State how many of the lines below contain the word "building". Give only the number.

──────────

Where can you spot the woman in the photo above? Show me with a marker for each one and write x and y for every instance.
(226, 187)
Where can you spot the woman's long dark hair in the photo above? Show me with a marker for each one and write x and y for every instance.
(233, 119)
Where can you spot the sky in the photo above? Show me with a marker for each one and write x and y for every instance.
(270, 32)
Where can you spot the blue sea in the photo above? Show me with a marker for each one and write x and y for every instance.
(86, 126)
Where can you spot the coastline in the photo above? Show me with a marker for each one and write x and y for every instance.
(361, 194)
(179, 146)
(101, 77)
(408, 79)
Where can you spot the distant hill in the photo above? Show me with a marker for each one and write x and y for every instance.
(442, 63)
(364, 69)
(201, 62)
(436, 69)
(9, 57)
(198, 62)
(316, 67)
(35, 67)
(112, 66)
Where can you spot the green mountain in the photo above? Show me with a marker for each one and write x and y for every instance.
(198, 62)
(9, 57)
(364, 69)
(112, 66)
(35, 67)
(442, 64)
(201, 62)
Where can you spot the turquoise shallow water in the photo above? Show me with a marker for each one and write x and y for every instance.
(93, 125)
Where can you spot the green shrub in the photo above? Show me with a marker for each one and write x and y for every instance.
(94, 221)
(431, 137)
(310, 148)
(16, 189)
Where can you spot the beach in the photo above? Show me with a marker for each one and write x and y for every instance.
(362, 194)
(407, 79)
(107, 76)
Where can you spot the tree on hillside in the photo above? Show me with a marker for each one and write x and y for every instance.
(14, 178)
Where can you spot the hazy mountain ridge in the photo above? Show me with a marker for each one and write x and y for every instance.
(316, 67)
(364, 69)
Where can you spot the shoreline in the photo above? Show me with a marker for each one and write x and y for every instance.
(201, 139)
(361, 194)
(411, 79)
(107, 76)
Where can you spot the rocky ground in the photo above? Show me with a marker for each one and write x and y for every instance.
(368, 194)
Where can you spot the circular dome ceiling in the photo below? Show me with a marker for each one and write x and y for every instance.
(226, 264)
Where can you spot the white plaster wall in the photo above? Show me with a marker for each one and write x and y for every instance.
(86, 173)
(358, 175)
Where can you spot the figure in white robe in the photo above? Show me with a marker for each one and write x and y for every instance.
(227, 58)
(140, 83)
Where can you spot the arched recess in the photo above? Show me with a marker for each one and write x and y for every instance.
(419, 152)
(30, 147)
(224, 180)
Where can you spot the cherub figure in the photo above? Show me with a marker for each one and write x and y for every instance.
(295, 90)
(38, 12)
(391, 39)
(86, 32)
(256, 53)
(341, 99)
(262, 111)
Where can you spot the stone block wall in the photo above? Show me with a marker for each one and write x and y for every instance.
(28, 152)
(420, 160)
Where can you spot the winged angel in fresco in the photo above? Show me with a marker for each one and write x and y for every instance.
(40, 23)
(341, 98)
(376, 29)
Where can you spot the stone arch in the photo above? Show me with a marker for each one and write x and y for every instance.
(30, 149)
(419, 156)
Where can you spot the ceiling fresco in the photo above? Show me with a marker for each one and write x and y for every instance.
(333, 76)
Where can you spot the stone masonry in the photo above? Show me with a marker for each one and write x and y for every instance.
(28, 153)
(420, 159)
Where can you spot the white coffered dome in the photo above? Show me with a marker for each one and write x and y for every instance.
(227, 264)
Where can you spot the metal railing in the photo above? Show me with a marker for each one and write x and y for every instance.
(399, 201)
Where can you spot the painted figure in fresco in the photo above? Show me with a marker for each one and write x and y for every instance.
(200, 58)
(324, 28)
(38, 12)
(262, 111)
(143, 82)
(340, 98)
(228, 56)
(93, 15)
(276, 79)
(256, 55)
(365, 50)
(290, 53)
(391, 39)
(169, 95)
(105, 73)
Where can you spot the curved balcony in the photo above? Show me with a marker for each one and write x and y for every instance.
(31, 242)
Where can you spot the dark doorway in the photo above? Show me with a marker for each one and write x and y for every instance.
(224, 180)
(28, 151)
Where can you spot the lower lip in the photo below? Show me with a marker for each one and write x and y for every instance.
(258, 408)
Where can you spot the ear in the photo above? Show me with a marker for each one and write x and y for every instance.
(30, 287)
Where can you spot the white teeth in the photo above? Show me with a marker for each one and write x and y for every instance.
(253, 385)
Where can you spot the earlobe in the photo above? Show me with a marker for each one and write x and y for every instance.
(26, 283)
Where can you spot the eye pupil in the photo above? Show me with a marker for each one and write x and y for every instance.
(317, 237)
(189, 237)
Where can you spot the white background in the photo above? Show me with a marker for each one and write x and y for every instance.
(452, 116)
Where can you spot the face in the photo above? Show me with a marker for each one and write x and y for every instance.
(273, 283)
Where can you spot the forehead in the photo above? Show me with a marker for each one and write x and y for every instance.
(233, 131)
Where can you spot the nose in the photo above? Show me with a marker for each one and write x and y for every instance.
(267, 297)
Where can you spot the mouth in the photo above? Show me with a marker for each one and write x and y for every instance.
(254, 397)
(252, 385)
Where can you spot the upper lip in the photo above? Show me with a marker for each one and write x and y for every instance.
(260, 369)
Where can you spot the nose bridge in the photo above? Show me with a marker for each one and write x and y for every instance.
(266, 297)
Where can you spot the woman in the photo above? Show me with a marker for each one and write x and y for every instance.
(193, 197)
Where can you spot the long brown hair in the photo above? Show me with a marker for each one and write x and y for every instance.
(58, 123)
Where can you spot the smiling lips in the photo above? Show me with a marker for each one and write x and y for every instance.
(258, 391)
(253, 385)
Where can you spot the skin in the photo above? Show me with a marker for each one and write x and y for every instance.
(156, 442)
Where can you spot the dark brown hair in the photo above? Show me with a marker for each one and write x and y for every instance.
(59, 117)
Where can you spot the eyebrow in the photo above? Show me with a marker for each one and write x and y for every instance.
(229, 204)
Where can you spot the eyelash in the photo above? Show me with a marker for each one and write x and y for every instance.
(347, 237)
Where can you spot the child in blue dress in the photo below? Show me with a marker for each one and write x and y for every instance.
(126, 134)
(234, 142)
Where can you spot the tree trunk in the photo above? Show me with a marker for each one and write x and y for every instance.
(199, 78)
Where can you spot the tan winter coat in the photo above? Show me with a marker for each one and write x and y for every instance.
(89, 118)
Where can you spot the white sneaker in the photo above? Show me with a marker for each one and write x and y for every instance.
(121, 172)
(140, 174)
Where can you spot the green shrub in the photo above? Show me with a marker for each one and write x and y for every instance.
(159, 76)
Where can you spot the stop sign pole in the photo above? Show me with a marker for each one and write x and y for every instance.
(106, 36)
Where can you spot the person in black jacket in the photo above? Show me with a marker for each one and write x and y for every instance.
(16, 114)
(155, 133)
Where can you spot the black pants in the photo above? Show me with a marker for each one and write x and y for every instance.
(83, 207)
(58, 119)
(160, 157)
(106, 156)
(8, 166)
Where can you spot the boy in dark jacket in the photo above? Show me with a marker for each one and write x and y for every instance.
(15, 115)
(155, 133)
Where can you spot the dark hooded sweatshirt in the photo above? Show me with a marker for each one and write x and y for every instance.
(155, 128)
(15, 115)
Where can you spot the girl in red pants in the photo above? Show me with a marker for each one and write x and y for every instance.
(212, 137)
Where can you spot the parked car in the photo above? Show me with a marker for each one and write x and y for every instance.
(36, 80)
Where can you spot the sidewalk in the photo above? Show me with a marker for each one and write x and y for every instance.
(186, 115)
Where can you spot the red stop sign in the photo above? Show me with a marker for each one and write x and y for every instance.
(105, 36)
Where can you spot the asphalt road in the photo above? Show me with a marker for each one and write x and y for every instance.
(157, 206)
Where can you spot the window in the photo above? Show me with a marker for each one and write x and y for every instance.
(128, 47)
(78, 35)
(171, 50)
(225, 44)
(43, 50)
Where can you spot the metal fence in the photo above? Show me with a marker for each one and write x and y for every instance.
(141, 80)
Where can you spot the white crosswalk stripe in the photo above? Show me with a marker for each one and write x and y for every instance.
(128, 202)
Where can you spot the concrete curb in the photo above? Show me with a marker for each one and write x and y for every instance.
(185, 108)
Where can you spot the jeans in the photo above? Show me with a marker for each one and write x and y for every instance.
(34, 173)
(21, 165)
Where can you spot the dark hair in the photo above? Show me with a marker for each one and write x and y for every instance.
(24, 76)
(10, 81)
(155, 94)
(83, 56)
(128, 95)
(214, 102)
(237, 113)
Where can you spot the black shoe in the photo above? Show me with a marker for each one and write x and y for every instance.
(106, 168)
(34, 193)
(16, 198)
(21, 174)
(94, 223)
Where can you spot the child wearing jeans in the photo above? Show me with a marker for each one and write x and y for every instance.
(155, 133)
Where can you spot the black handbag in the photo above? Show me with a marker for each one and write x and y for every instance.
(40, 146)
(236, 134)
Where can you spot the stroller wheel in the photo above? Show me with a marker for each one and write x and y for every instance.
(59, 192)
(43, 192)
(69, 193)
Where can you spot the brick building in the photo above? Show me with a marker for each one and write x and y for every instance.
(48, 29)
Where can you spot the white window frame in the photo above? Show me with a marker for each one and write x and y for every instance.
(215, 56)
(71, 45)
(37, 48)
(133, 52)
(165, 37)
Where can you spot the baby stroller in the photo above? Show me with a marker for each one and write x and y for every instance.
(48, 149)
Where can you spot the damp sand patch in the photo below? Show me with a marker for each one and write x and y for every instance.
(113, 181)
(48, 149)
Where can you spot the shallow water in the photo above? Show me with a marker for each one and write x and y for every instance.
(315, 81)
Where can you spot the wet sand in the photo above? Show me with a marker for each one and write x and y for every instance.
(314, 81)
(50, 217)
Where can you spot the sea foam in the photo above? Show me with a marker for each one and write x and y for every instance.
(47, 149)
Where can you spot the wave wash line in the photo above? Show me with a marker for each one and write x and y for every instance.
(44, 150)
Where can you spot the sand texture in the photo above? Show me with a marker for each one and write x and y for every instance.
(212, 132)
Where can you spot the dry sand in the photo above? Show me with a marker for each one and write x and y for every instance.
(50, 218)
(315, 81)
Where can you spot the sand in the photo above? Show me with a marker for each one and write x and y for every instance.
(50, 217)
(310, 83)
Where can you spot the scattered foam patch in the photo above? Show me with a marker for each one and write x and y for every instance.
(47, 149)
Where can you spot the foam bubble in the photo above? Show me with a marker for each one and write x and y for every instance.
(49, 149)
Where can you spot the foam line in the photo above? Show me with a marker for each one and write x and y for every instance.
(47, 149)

──────────

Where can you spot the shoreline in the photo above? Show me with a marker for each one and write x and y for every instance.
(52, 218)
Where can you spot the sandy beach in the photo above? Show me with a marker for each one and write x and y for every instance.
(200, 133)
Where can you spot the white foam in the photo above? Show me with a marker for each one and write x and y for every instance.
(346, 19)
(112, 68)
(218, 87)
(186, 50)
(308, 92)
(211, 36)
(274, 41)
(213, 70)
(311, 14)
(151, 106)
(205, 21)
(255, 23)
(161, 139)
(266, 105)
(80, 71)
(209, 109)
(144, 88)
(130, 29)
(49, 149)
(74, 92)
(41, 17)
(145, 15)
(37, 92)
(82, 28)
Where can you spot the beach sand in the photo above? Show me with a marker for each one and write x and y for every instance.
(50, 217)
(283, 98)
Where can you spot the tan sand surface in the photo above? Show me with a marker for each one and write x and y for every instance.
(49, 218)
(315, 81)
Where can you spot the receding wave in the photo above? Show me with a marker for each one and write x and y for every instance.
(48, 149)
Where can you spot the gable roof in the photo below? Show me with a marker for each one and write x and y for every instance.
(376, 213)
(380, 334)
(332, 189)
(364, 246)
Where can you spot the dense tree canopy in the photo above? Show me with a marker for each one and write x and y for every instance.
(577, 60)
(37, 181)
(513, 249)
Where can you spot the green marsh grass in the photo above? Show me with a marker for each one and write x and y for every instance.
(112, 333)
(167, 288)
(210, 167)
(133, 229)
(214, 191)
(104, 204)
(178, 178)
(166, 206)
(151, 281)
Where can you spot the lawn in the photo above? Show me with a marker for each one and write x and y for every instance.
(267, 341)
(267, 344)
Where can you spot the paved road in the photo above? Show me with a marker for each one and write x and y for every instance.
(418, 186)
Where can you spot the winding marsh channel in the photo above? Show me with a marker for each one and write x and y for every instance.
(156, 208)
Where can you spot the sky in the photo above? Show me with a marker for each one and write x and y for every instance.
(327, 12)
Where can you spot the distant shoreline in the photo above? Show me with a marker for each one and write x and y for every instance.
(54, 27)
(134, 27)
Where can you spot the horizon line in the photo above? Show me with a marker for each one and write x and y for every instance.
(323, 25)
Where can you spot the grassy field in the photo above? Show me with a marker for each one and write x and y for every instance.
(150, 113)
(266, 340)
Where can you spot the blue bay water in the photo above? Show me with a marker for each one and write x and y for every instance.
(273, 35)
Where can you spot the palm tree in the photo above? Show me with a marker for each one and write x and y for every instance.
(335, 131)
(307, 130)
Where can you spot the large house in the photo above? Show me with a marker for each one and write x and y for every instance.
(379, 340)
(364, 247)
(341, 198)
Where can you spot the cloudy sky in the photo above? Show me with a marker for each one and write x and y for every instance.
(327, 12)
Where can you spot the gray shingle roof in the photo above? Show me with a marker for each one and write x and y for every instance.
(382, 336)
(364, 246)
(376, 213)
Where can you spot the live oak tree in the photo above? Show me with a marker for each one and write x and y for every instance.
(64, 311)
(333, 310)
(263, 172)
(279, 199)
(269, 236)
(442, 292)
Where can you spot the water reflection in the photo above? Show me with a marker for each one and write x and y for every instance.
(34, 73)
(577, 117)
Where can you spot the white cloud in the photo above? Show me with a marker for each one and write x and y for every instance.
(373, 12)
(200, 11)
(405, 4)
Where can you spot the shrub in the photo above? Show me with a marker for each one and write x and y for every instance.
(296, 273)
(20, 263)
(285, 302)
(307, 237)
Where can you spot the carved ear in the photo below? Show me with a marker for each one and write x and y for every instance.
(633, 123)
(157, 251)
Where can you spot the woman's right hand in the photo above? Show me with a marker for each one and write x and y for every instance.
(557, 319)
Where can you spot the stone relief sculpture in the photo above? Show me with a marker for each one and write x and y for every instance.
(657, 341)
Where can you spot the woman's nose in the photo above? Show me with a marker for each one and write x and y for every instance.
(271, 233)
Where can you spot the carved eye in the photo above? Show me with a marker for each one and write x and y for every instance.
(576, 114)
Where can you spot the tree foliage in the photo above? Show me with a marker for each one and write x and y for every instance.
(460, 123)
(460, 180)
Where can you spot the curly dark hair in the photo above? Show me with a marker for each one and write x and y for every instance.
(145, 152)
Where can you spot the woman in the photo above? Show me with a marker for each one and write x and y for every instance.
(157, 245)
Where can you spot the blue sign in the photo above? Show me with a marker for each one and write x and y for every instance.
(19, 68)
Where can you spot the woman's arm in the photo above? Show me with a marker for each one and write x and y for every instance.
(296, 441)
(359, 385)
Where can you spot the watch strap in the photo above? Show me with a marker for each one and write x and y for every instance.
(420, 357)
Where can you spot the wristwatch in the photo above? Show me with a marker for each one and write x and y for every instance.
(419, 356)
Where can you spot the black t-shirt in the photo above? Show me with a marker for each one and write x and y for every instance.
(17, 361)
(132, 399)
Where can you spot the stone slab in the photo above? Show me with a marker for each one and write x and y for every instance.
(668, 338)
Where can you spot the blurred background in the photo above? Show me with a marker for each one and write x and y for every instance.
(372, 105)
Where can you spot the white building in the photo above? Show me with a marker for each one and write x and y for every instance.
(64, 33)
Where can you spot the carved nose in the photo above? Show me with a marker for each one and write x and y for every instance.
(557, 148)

──────────

§ **Full response**
2